* **EXERCISE TASKS**:
1. Rewrite the kitchen design passage from "Think twice before" up to and including "sink, and refrigerator.", swapping "city kitchens" for "urban kitchens".
2. In the kitchen design passage, what established design principle can putting a sink in the island sometimes achieve best?
3. Extend the kitchen design passage, picking up right after its last sentence.

* **SELECTED PASSAGE**:
Kirschner prefers using multiple fixtures but says it is important to find the delicate balance between having too many or too few for a given area—spacing is key in having a proportional feel. "Be mindful too of having the island pendant coordinate with other decorative fixtures in the sight line, especially in an open floor plan," she says.
Or you can skip pendants altogether. Armbruster explains the owners of the East Village apartment with the granite countertops (below) did not want anything to compete visually with the imposing fixture over the adjacent dining table. Just make sure there's ample lighting overall in the kitchen area.
Think twice before adding a sink or cooktop
Putting a sink along the wall, preferably under a window with a view, is not always an option in city kitchens. Even if there is room in the perimeter, putting a sink in the island frees up space in the countertop and sometimes best achieves the established principle of kitchen design: A functional "work triangle" tracing the path from the range, sink, and refrigerator.

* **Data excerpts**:
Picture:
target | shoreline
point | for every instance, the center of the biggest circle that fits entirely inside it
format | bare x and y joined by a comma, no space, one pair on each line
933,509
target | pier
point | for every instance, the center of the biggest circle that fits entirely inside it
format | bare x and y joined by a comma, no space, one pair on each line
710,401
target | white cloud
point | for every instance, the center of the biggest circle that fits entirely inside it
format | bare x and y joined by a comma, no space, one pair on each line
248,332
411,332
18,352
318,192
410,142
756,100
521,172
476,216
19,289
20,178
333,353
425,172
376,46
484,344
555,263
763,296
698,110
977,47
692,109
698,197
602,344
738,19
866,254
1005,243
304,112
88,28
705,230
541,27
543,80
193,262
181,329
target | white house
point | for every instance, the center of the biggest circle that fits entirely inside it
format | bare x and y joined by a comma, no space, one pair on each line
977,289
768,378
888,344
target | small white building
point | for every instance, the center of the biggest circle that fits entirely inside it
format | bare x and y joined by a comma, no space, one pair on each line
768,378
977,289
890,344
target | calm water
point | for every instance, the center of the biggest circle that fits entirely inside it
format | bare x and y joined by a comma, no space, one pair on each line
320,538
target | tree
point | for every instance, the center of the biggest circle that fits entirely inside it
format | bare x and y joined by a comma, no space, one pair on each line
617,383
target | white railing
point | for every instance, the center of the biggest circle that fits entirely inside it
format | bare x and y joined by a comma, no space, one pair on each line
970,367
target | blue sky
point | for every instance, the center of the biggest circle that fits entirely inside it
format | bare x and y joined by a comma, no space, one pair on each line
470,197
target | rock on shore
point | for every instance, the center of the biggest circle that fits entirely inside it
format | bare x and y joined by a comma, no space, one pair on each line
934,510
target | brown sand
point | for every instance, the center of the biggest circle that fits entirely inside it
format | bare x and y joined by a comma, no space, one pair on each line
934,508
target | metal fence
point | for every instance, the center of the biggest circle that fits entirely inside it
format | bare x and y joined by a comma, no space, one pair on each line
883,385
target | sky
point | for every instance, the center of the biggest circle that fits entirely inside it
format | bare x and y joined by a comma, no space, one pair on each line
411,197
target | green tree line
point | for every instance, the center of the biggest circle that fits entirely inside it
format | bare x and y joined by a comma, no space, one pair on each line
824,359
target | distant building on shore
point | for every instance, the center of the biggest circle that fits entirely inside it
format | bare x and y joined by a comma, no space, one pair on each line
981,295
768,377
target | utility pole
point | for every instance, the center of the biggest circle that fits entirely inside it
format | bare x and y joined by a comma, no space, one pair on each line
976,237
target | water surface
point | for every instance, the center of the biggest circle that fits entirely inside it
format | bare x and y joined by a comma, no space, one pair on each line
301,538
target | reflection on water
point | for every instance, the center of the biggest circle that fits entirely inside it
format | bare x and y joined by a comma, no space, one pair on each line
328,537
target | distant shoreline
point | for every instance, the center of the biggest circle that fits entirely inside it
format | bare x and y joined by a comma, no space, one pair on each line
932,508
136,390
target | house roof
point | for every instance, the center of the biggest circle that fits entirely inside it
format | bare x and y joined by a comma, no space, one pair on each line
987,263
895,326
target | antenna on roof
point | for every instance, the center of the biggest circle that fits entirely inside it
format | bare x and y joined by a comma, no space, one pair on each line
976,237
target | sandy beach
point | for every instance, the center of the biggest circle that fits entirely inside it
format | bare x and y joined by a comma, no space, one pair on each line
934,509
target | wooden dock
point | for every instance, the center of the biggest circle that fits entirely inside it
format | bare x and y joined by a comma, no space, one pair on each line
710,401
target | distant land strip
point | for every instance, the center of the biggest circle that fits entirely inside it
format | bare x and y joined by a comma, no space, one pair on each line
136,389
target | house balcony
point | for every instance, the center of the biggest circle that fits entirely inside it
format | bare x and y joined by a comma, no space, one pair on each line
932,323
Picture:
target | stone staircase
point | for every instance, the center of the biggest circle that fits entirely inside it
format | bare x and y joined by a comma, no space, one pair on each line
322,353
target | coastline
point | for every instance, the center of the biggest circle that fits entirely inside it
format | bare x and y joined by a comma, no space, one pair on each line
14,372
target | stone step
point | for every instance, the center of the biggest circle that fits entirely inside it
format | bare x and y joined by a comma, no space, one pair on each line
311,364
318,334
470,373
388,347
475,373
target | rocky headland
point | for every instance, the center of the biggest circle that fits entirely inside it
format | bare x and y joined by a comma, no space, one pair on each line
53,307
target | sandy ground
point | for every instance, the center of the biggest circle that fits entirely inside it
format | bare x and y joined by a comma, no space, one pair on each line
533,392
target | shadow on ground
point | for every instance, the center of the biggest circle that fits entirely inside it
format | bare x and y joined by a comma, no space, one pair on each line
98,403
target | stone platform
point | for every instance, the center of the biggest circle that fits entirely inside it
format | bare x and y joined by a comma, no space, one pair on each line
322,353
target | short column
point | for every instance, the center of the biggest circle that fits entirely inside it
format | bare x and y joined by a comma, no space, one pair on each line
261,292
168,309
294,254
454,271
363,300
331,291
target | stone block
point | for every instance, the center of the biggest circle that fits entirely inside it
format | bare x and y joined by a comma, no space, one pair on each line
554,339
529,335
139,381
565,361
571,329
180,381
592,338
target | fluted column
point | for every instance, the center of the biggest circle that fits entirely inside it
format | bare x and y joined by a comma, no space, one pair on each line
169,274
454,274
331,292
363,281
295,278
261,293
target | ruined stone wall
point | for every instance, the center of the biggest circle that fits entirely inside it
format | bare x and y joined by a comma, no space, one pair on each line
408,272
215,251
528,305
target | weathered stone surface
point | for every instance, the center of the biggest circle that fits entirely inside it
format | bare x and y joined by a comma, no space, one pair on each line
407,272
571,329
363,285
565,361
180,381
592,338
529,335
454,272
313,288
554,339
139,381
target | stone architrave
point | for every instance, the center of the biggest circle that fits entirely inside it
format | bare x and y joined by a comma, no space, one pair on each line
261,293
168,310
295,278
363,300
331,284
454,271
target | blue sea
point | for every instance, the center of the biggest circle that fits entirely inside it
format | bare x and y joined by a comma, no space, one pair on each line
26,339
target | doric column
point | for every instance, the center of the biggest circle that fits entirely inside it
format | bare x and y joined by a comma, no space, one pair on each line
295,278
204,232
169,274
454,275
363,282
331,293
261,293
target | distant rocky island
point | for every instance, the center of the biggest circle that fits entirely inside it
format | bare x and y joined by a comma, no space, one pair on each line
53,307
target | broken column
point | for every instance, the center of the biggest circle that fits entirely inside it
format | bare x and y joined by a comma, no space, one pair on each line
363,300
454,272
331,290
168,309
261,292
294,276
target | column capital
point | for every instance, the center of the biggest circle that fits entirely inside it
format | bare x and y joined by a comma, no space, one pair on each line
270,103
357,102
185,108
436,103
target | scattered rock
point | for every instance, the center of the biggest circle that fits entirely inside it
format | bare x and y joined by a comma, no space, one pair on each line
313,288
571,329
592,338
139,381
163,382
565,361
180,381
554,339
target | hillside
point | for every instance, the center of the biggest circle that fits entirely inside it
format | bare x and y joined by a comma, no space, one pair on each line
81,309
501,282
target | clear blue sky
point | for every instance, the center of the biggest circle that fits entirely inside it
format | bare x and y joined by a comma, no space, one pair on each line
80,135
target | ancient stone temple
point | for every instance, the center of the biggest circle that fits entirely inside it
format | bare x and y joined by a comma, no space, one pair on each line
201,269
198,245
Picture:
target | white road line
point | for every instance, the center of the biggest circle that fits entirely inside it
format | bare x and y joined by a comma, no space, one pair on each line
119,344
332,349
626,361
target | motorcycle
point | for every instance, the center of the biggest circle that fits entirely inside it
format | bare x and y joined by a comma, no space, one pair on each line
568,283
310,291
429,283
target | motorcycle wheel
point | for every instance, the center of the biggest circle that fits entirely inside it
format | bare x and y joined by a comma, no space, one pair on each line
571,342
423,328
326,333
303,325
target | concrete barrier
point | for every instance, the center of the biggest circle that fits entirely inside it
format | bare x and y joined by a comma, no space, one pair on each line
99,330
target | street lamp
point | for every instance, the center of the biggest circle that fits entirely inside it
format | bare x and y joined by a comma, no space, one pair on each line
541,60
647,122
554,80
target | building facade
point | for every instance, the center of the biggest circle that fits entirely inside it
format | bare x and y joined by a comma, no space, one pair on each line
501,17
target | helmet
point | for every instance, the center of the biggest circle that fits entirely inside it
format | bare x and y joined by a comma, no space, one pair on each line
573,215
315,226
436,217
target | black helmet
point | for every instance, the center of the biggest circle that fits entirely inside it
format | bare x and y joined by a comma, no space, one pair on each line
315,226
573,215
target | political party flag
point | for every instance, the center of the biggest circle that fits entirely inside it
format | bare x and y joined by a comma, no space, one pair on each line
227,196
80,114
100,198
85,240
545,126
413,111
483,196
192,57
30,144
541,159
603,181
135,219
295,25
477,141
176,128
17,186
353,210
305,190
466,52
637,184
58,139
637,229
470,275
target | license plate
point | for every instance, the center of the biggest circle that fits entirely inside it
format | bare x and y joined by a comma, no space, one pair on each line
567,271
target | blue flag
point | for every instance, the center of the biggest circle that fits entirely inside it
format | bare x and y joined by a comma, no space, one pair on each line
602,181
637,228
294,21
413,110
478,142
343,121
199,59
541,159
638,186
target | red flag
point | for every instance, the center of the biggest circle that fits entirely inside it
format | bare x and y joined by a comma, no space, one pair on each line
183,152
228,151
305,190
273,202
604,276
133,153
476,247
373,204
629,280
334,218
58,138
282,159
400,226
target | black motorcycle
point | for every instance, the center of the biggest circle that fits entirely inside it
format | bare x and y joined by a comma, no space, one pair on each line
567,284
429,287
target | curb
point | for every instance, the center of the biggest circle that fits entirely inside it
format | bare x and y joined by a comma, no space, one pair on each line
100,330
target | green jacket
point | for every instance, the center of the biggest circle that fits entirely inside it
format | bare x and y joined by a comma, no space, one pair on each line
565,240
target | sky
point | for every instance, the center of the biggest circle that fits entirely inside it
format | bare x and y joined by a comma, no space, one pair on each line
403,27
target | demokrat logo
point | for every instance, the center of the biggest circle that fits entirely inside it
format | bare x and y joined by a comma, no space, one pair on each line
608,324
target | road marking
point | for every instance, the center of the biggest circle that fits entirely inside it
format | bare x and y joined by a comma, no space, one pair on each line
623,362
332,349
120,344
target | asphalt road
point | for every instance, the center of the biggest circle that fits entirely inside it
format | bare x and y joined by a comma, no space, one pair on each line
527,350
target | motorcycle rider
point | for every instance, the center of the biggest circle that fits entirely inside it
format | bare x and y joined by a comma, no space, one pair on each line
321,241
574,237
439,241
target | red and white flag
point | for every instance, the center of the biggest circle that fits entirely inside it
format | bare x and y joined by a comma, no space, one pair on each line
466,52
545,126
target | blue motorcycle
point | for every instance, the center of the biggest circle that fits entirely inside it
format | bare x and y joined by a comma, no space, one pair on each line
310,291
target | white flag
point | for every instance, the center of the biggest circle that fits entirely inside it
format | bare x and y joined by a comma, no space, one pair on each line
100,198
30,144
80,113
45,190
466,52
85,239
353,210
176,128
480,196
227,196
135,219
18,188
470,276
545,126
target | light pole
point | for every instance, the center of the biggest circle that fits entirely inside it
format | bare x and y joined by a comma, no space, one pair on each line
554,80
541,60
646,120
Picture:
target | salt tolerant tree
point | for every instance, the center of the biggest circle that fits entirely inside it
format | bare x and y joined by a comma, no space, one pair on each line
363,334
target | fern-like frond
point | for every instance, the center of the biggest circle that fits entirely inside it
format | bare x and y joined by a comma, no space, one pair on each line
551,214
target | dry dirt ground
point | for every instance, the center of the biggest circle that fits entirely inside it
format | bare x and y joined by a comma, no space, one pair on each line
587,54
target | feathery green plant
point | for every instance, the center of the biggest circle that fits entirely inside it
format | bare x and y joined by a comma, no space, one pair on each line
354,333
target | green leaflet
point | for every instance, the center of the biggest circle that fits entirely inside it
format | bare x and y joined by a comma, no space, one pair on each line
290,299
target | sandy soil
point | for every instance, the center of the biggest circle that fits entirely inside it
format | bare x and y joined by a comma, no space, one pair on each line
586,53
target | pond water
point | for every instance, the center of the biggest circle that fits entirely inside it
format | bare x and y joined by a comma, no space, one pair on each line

* **ANSWERS GIVEN**:
1.
Think twice before adding a sink or cooktop
Putting a sink along the wall, preferably under a window with a view, is not always an option in urban kitchens. Even if there is room in the perimeter, putting a sink in the island frees up space in the countertop and sometimes best achieves the established principle of kitchen design: A functional "work triangle" tracing the path from the range, sink, and refrigerator.

2. A functional "work triangle" tracing the path from the range, sink, and refrigerator.

3.
When space allows, Kirschner likes to put a larger sink in countertop and a smaller one (but not just a prep sink) in the island. "I and most of my clients do a lot of cooking and entertaining, and having two sinks is amazing," she says.
As for any concerns about water splashing everywhere—it's really no different than a countertop sink. And unlike when a sink is right up against a wall, you don't need a backsplash since there's no risk of the water seeping into the sheetrock, though Armbruster did put a backsplash on the island with the raised bar section.
Despite putting a sink in her own island (albeit a small one to avoid cutting into a lovely vein in the marble), Armbruster says she sometimes likes it when an island can be truly a furniture piece, sans sink. Onn the other hannd, she has lately become keen on installing retractable downdraft range hoods that lower when not in use, such as by Wolf ($1,630 to $1,875) and Gaggenau ($4,599 for the 47 inch model). Viking ($1,799) and Bosch ($1,500) are other options. "They work really well so I am more inclined to put cooktops in the island, especially because they are so beautiful now." A particular favorite are the sleek gas cooktops with minimal burners by SMEG ($1,250).
Kirschner on the other hand is staunchly opposed to putting a range in the island. "I definitely get the appeal but that becomes messy and even hazardous, so I have never done it," she says.
Let your own planned use of the island be your guide.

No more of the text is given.